§ What you will do
Starting at the line that contains "Locate the bicycle in", reproduce every line through the end of the entries below, with no pictures in the copy.

§ Data provided
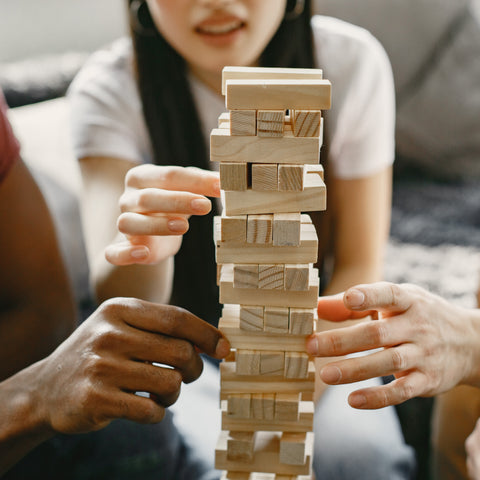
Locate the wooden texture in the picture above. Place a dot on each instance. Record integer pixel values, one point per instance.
(270, 123)
(243, 122)
(233, 176)
(264, 177)
(278, 94)
(288, 149)
(312, 198)
(262, 73)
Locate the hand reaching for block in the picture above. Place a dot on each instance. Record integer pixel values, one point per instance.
(156, 205)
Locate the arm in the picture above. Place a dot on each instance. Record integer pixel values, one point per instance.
(427, 343)
(92, 377)
(150, 204)
(36, 310)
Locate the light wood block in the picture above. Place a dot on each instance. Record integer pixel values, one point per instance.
(297, 277)
(278, 94)
(302, 321)
(232, 384)
(247, 294)
(264, 177)
(293, 448)
(239, 406)
(242, 149)
(248, 362)
(271, 277)
(251, 318)
(262, 73)
(287, 406)
(270, 123)
(296, 365)
(244, 277)
(272, 363)
(259, 229)
(265, 458)
(291, 178)
(304, 422)
(276, 319)
(312, 198)
(240, 446)
(243, 122)
(233, 228)
(286, 229)
(306, 123)
(233, 176)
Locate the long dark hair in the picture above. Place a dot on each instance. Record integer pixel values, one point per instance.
(176, 136)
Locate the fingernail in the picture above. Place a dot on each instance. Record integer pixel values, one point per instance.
(331, 374)
(223, 348)
(355, 298)
(200, 205)
(357, 400)
(312, 346)
(139, 253)
(177, 226)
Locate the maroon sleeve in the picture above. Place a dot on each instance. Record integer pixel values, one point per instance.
(9, 147)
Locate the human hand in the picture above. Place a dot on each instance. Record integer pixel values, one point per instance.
(156, 205)
(92, 377)
(427, 343)
(472, 447)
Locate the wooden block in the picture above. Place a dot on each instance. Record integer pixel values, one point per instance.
(271, 277)
(286, 229)
(248, 362)
(265, 458)
(229, 324)
(287, 406)
(270, 123)
(239, 406)
(233, 228)
(244, 276)
(242, 252)
(264, 177)
(276, 319)
(240, 446)
(291, 178)
(312, 198)
(233, 176)
(304, 422)
(243, 122)
(247, 294)
(293, 448)
(272, 363)
(288, 149)
(278, 94)
(259, 229)
(306, 123)
(301, 321)
(251, 317)
(232, 384)
(264, 73)
(296, 365)
(297, 277)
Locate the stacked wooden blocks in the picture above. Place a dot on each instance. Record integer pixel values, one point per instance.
(268, 145)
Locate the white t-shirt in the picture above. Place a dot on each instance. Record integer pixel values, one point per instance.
(107, 118)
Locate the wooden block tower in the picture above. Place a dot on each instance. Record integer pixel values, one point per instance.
(268, 145)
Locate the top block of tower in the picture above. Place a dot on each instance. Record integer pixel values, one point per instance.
(271, 73)
(278, 94)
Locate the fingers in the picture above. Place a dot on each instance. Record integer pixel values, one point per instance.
(394, 393)
(188, 179)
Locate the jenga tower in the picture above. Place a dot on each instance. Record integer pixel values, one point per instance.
(268, 146)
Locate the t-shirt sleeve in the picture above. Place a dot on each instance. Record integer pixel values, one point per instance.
(361, 123)
(106, 117)
(9, 147)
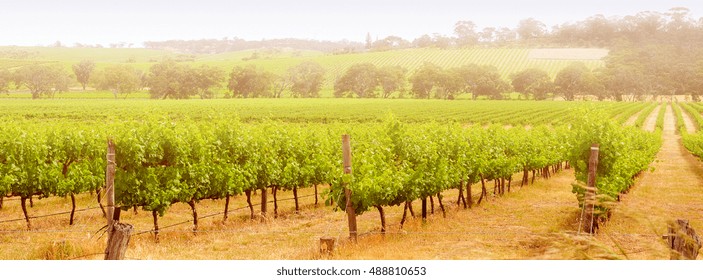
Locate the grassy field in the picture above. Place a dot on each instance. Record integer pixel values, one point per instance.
(508, 61)
(324, 110)
(531, 222)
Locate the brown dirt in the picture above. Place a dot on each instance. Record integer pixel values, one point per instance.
(650, 124)
(673, 190)
(688, 122)
(527, 223)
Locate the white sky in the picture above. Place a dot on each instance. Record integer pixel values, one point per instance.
(43, 22)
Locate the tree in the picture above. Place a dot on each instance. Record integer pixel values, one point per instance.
(531, 28)
(620, 80)
(574, 79)
(389, 43)
(306, 79)
(82, 70)
(466, 34)
(206, 77)
(5, 78)
(481, 80)
(490, 83)
(448, 84)
(42, 79)
(170, 79)
(247, 81)
(164, 80)
(534, 82)
(120, 79)
(391, 79)
(424, 80)
(360, 79)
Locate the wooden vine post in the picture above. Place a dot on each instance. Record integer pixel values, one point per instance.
(682, 240)
(118, 233)
(588, 223)
(351, 212)
(110, 183)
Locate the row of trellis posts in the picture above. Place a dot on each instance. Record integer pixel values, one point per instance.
(681, 238)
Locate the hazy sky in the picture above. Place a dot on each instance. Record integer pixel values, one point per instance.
(42, 22)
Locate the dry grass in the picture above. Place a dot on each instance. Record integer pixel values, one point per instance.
(672, 191)
(533, 222)
(650, 124)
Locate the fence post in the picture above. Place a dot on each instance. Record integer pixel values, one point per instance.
(682, 240)
(110, 183)
(588, 221)
(351, 212)
(118, 234)
(326, 245)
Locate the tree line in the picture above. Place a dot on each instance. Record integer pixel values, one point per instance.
(630, 73)
(673, 26)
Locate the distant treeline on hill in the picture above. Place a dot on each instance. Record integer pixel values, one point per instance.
(210, 46)
(675, 26)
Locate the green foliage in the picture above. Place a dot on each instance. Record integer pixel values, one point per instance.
(307, 79)
(42, 80)
(575, 79)
(360, 80)
(250, 82)
(623, 153)
(533, 82)
(120, 79)
(5, 79)
(171, 79)
(82, 70)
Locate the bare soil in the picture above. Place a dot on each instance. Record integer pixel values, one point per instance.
(673, 189)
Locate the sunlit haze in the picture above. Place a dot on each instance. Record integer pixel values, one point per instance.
(43, 22)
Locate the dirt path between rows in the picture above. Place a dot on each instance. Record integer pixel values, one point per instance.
(532, 222)
(650, 124)
(631, 120)
(688, 122)
(673, 190)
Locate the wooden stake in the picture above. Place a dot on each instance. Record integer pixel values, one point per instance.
(682, 240)
(346, 161)
(264, 201)
(110, 183)
(326, 245)
(588, 223)
(118, 241)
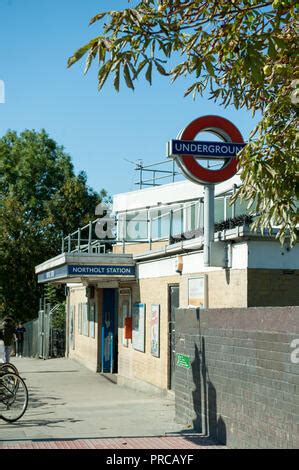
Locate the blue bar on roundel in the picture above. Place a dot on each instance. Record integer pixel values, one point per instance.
(204, 148)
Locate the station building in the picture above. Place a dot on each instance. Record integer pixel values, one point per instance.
(122, 293)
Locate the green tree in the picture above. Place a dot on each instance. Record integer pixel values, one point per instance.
(243, 53)
(40, 197)
(55, 296)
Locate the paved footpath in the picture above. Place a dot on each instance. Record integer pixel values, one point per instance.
(71, 407)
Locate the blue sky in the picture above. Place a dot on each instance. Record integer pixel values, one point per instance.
(99, 130)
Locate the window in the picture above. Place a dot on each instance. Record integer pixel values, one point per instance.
(160, 223)
(136, 225)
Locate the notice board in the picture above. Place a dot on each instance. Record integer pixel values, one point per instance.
(138, 325)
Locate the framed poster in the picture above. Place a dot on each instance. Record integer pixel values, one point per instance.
(138, 325)
(196, 292)
(155, 330)
(124, 311)
(85, 318)
(125, 314)
(80, 319)
(92, 317)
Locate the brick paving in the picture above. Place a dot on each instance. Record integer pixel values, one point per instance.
(163, 442)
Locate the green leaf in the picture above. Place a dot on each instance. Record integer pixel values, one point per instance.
(161, 69)
(82, 51)
(97, 18)
(127, 77)
(116, 77)
(148, 74)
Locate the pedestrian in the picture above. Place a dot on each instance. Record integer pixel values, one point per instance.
(20, 330)
(8, 335)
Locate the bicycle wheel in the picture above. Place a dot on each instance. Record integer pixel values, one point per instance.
(8, 367)
(13, 397)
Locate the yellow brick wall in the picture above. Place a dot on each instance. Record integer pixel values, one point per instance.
(225, 290)
(86, 348)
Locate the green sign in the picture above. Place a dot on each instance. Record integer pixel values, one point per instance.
(183, 361)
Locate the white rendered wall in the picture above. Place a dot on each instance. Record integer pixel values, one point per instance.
(165, 194)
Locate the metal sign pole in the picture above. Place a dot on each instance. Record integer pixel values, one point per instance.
(209, 221)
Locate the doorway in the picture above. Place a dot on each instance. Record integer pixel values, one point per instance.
(173, 304)
(109, 340)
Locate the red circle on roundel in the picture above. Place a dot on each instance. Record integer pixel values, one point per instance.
(189, 162)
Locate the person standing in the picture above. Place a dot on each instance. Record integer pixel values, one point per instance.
(20, 330)
(8, 335)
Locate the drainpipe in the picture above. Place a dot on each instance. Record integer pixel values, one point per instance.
(209, 221)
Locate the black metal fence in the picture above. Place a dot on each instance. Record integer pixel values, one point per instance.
(41, 338)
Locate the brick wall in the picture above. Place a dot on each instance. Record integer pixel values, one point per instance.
(242, 387)
(273, 287)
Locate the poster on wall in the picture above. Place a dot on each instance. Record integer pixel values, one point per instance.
(92, 315)
(85, 319)
(125, 314)
(155, 330)
(196, 292)
(138, 325)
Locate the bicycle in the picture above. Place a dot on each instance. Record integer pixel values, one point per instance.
(8, 367)
(13, 395)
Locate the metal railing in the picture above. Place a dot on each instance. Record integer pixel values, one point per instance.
(163, 227)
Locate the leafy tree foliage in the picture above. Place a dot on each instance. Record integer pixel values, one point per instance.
(40, 197)
(244, 53)
(55, 296)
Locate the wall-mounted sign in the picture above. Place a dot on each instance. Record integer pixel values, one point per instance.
(155, 330)
(196, 292)
(188, 151)
(86, 270)
(217, 150)
(182, 360)
(138, 325)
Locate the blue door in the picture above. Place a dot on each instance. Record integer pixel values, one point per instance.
(109, 326)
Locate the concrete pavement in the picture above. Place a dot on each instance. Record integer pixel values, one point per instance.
(72, 404)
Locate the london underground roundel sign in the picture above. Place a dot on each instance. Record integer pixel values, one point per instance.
(188, 151)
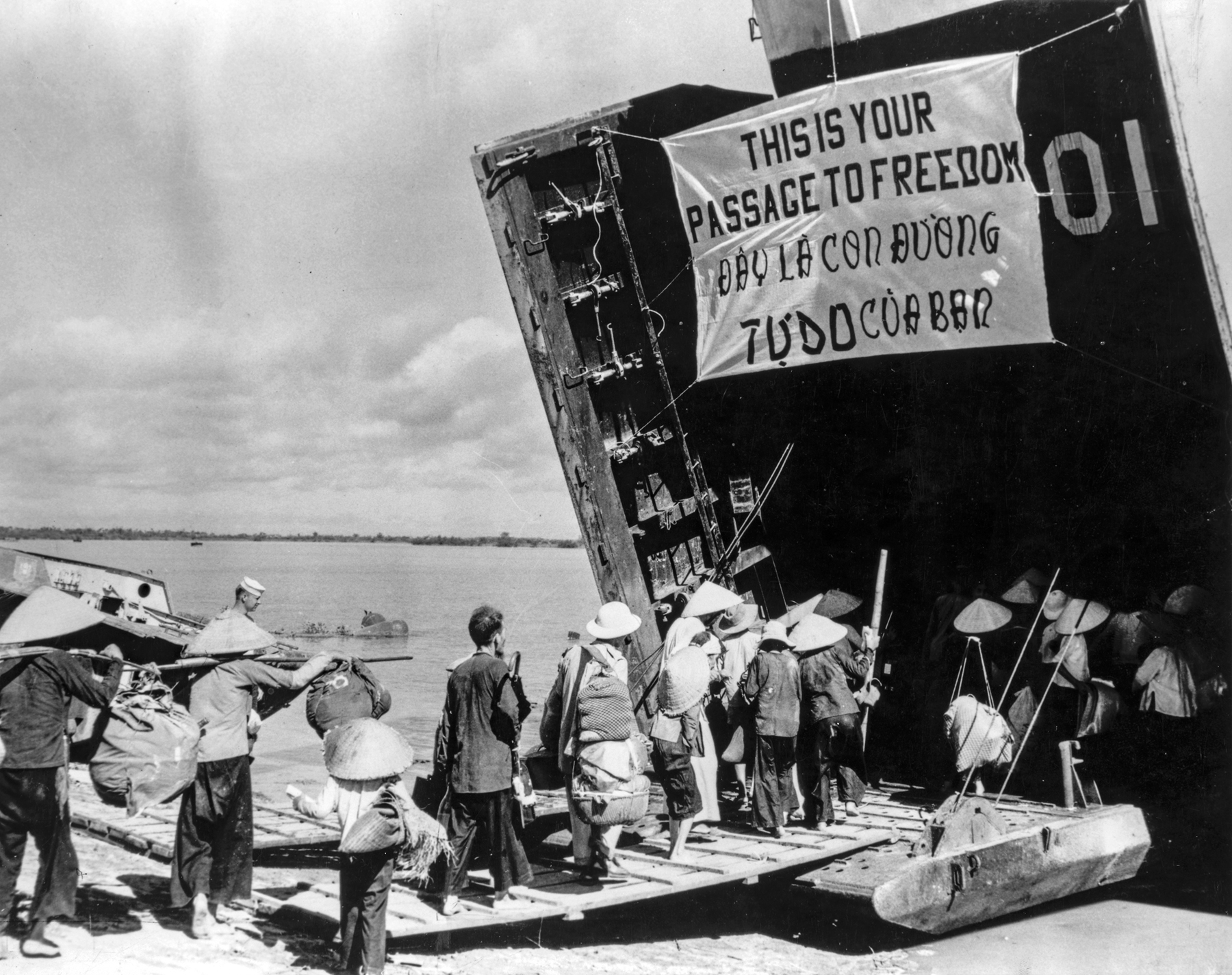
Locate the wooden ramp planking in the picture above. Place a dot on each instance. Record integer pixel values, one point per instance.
(153, 833)
(733, 856)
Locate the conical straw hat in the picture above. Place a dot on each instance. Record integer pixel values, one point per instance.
(799, 611)
(816, 631)
(710, 598)
(363, 748)
(982, 617)
(46, 614)
(685, 679)
(1027, 588)
(837, 603)
(1055, 605)
(1082, 616)
(737, 620)
(227, 636)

§ Solution below
Locate the bicycle in the picture above. Place a dot on each instance. Record integer pixel values, one point per instance.
(8, 367)
(13, 395)
Locate the metal railing in the picture above. Place a dot on each instance. Record integer pixel values, one point per instance.
(163, 227)
Locate the leafy tree foliage in the picture above. Place a dot on each instance. Record integer pixel values, one point per instance.
(40, 197)
(244, 53)
(55, 296)
Locate the wall-mounted sign in the picture above. Place a dot on each instance. Record integer pixel values, one point per instance.
(155, 330)
(196, 292)
(188, 151)
(86, 270)
(217, 150)
(182, 360)
(138, 325)
Locate the blue door in the picture above. Place a dot on each instance. Record integer pixel values, one point per instance.
(109, 326)
Locate the concrete pavement in the picture above. Place a dot on each instance. Record integer pixel values, one point per instance.
(72, 404)
Locate the london underground roundel sign in the picture above. Place a dot on each instance. Record integer pixel values, one point per instance.
(188, 151)
Locate the wooden ramp planking in the picture above. Place a dot on each instance. Record integer pixel values, one point per instance.
(153, 833)
(733, 856)
Locate the conical straw hat in the picture above. Place a dot on each instance. Record integer pixel values, one point per instance.
(799, 611)
(816, 631)
(710, 598)
(363, 748)
(982, 617)
(46, 614)
(685, 679)
(1027, 588)
(837, 603)
(1055, 605)
(1082, 616)
(737, 620)
(227, 636)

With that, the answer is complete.